Excerpts from a detection dataset
◇ ◇ ◇ ◇

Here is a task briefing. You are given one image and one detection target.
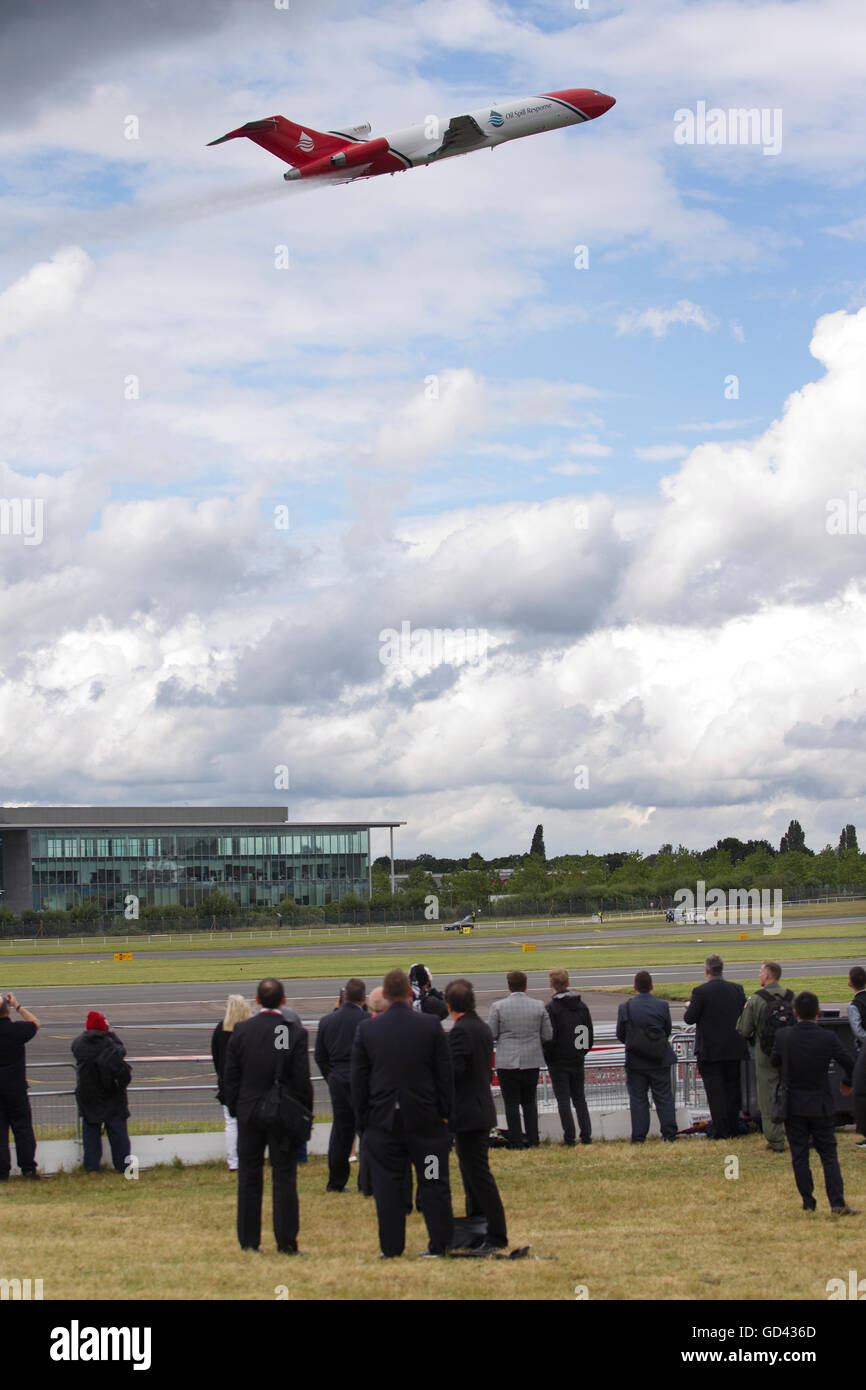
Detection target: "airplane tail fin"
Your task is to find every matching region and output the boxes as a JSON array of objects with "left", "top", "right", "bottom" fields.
[{"left": 209, "top": 115, "right": 352, "bottom": 168}]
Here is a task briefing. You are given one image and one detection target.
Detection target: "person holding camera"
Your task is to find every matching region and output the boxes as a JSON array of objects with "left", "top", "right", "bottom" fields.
[
  {"left": 71, "top": 1009, "right": 132, "bottom": 1173},
  {"left": 0, "top": 992, "right": 39, "bottom": 1183},
  {"left": 222, "top": 976, "right": 313, "bottom": 1255},
  {"left": 616, "top": 970, "right": 677, "bottom": 1144}
]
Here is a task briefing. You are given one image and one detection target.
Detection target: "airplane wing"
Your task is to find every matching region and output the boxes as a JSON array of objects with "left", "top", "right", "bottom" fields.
[{"left": 431, "top": 115, "right": 487, "bottom": 160}]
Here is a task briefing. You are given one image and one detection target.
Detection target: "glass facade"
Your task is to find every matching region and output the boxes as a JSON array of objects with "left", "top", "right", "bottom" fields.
[{"left": 31, "top": 826, "right": 370, "bottom": 912}]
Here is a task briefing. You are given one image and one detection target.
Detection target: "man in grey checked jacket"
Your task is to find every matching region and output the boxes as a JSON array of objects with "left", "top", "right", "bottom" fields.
[{"left": 488, "top": 970, "right": 553, "bottom": 1148}]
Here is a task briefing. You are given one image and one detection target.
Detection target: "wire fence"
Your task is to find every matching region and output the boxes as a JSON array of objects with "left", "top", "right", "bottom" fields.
[
  {"left": 28, "top": 1023, "right": 706, "bottom": 1140},
  {"left": 0, "top": 890, "right": 866, "bottom": 951}
]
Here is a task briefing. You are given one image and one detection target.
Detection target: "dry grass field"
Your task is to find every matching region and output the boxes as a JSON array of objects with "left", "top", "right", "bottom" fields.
[{"left": 0, "top": 1131, "right": 866, "bottom": 1301}]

◇ ◇ ◇ ◇

_WHAT YOU HAVE TO DO_: List every line in the data above that contains the word "airplane".

_THE OUTPUT_:
Detection target: "airplane tail fin"
Detection target: "airplane wing"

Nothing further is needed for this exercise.